● Stated problem
Can you recast every line of the entries below as a Markdown table with the columns "Row" and "Line", numbering each row and skipping blank lines? Leave the pictures out of the table.

● Extracted entries
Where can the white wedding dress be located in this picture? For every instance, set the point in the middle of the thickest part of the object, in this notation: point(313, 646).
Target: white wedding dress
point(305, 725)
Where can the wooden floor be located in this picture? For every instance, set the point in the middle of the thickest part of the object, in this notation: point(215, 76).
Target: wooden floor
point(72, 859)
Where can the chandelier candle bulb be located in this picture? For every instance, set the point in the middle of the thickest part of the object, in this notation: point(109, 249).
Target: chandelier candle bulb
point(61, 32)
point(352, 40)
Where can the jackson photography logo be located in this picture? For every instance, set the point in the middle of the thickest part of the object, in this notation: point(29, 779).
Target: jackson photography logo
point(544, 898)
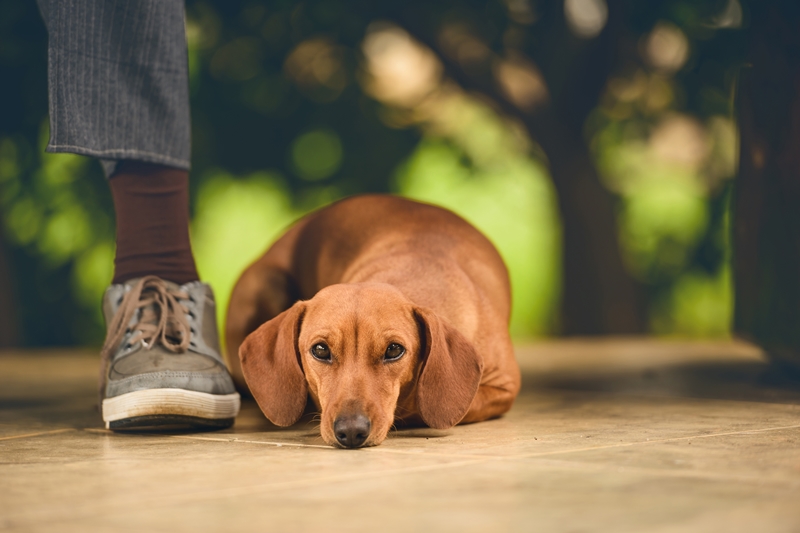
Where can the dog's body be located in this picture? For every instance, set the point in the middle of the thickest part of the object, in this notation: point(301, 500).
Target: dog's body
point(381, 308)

● Task result
| Row | Line |
|---|---|
| 1 | Where can the white wedding dress be located in this picture? For every instance, set the point in the middle of the thickest part of the object, in this notation: point(313, 646). |
| 2 | Target: white wedding dress |
| 3 | point(305, 725) |
| 4 | Where can the wooden floor be located in this picture? For every instance, set the point in the middle of the thickest part of the object, in this notation: point(215, 76). |
| 5 | Target: wooden floor |
| 6 | point(72, 859) |
| 7 | Where can the chandelier candle bulb be located in this picture? For every instance, set the point in the middle of the thickest part of the object, in this notation: point(109, 249). |
| 8 | Target: chandelier candle bulb |
| 9 | point(61, 32) |
| 10 | point(352, 40) |
| 11 | Where can the jackson photography logo be located in this picture? For every instance, set the point in the middle of the thickest part of the object, in this notation: point(29, 779). |
| 12 | Target: jackson photography logo |
| 13 | point(544, 898) |
| 14 | Where can the dog's body be located in this picture? For every instance, set the point in the middle of the thickest part of the object, in this notation: point(301, 500). |
| 15 | Target: dog's body |
| 16 | point(381, 308) |